| TEKS DOKUMEN |

—————

Kepala Badan Tenaga Atom Internasional (IAEA), Rafael Grossi, menyatakan bahwa Iran memiliki cadangan uranium yang cukup signifikan untuk memproduksi hingga sembilan senjata nuklir. Pernyataan ini muncul meskipun fasilitas nuklir Iran sempat diserang.
Grossi menjelaskan bahwa meskipun beberapa fasilitas penting Iran mengalami kerusakan akibat serangan tersebut, beberapa bagian masih berfungsi. Ia menambahkan, pengayaan uranium dapat segera dilanjutkan. Bahkan, ia memperkirakan proses tersebut dapat berjalan cepat, dalam hitungan bulan, dengan sentrifugal yang beroperasi untuk menghasilkan uranium yang diperkaya.
Grossi juga menyoroti persediaan uranium Iran yang telah diperkaya hingga 60%, hanya sedikit di bawah ambang batas yang dibutuhkan untuk membuat senjata nuklir. Jika uranium tersebut dimurnikan lebih lanjut, secara teoritis persediaan tersebut cukup untuk menghasilkan lebih dari sembilan bom nuklir. Namun, ia mengakui masih ada ketidakpastian mengenai kondisi bahan uranium tersebut setelah serangan, termasuk kemungkinan pemindahan atau penghancuran sebagian dari persediaan tersebut.
Pernyataan Grossi ini muncul setelah klaim Presiden AS Donald Trump bahwa serangan militer yang dilancarkan berhasil menghambat program nuklir Iran untuk jangka waktu yang lama.
Di sisi lain, pemerintahan Trump dilaporkan mempertimbangkan pemberian insentif ekonomi kepada Iran sebagai imbalan atas penghentian peningkatan uranium dalam beberapa hari terakhir. Proposal sementara tersebut juga akan memungkinkan Iran menerima bantuan dari negara-negara regional untuk membangun program nuklir sipil, memberikan Teheran akses hingga US$30 miliar.
Kesepakatan potensial ini akan menandai perubahan besar dalam kebijakan Presiden Trump, yang sebelumnya menarik AS keluar dari kesepakatan nuklir dengan Iran pada tahun 2018. Namun, belum jelas apakah proposal keuangan atau negosiasi apa pun antara AS dan Iran akan berlanjut. Trump sendiri membantah kabar tersebut dan menyebutnya sebagai berita palsu.

—————

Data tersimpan
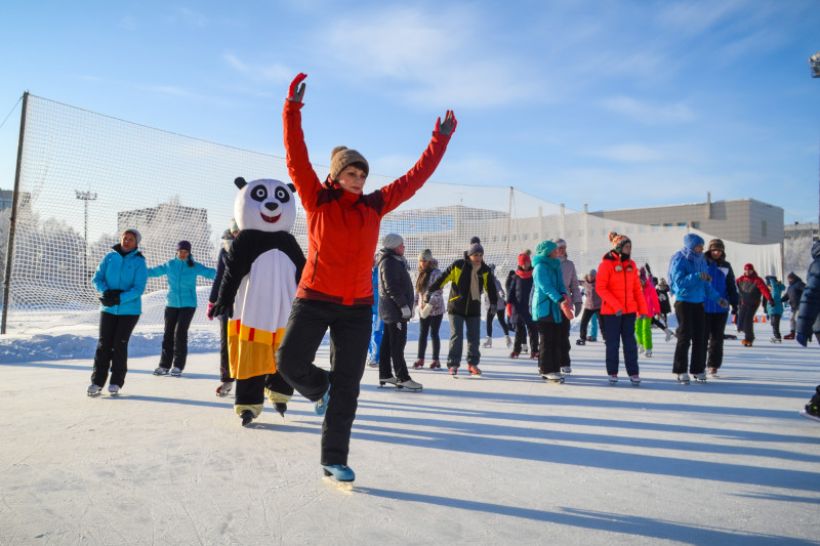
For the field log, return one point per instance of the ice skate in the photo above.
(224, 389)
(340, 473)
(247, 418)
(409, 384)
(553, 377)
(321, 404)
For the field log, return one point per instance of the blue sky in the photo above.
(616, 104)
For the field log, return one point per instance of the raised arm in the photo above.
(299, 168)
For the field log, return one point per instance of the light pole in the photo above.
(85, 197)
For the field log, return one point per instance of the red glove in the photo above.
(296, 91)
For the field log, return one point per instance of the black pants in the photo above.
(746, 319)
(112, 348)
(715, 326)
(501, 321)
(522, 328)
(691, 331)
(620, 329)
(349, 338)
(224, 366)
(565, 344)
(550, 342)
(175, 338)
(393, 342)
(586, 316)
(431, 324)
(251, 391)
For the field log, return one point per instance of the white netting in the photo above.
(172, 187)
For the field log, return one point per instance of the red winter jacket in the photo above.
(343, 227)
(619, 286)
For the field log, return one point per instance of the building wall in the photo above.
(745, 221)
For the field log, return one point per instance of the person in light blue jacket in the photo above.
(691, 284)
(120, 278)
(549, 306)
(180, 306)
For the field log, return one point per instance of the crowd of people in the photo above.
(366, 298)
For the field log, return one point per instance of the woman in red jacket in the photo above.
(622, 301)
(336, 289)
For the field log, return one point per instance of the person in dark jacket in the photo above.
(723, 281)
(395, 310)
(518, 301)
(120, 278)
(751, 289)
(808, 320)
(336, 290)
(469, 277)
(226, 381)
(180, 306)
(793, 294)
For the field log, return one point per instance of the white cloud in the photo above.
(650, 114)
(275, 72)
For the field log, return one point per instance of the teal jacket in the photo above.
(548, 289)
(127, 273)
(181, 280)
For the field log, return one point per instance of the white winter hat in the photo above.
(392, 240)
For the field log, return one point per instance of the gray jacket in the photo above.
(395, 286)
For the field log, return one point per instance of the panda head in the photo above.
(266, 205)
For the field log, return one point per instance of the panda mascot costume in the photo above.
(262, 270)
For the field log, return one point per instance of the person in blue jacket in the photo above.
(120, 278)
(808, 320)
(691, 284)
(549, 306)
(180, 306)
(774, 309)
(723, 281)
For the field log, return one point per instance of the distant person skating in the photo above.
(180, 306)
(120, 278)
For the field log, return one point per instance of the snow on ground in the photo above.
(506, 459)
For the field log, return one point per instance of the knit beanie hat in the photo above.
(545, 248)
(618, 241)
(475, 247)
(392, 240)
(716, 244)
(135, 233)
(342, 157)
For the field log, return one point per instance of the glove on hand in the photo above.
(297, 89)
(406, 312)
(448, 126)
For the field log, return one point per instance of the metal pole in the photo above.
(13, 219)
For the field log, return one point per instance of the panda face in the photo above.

—————

| SOAL LATIHAN |
1 > Tulis ulang paragraf teks dokumen yang diawali "Grossi juga menyoroti" dalam bentuk daftar poin yang lebih ringkas, tanpa menghilangkan fakta utamanya.
2 > Menurut teks dokumen, pada tahun berapa Presiden Trump menarik AS keluar dari kesepakatan nuklir dengan Iran?
3 > Kutip dengan tepat bagian teks dokumen dari "Pernyataan Grossi ini" sampai "sebagai berita palsu.".

| JAWABAN TIAP SOAL |
1 >
- Grossi menyoroti persediaan uranium Iran yang telah diperkaya hingga 60%, sedikit di bawah ambang batas untuk membuat senjata nuklir.
- Jika dimurnikan lebih lanjut, persediaan itu secara teoretis cukup untuk menghasilkan lebih dari sembilan bom nuklir.
- Grossi mengakui masih ada ketidakpastian tentang kondisi bahan uranium itu setelah serangan, termasuk kemungkinan sebagian dipindahkan atau dihancurkan.

2 > Pada tahun 2018.

3 >
Pernyataan Grossi ini muncul setelah klaim Presiden AS Donald Trump bahwa serangan militer yang dilancarkan berhasil menghambat program nuklir Iran untuk jangka waktu yang lama.
Di sisi lain, pemerintahan Trump dilaporkan mempertimbangkan pemberian insentif ekonomi kepada Iran sebagai imbalan atas penghentian peningkatan uranium dalam beberapa hari terakhir. Proposal sementara tersebut juga akan memungkinkan Iran menerima bantuan dari negara-negara regional untuk membangun program nuklir sipil, memberikan Teheran akses hingga US$30 miliar.
Kesepakatan potensial ini akan menandai perubahan besar dalam kebijakan Presiden Trump, yang sebelumnya menarik AS keluar dari kesepakatan nuklir dengan Iran pada tahun 2018. Namun, belum jelas apakah proposal keuangan atau negosiasi apa pun antara AS dan Iran akan berlanjut. Trump sendiri membantah kabar tersebut dan menyebutnya sebagai berita palsu.